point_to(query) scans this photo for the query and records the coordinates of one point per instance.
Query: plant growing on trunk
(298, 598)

--

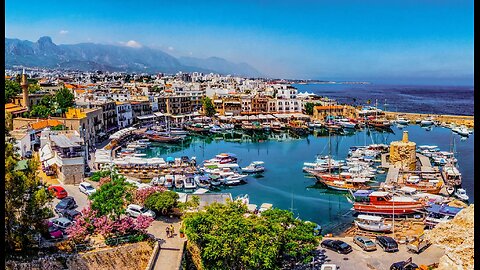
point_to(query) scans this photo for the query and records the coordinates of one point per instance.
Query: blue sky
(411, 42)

---

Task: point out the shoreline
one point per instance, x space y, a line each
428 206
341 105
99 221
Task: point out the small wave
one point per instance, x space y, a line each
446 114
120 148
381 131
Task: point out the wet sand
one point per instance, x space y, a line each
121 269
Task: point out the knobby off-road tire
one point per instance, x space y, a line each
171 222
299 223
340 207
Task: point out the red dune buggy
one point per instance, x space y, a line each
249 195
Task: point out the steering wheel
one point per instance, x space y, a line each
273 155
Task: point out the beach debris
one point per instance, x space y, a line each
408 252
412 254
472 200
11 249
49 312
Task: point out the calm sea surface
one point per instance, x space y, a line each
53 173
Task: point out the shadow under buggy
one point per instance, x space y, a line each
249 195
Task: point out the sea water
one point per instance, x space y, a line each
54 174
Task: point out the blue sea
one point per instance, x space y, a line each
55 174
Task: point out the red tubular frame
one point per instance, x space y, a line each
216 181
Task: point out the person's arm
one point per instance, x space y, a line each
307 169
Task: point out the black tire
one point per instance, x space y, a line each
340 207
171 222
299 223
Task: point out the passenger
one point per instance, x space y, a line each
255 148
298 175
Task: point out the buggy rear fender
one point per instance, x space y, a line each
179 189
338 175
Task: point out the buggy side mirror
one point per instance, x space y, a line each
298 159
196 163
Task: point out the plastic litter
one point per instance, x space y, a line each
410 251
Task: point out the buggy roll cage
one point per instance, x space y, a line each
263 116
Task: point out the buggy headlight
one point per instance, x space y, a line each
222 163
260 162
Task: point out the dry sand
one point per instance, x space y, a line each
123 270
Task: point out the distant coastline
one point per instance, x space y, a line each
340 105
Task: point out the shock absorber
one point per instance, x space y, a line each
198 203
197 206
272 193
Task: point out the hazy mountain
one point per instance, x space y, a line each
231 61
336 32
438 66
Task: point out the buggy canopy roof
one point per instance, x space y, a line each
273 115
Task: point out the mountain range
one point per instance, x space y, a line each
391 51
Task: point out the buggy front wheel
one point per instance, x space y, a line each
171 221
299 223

» Exercise objective: If a line of the entries contains "sand", it counts; give the total of such lines and nothing more.

» Completed task: 2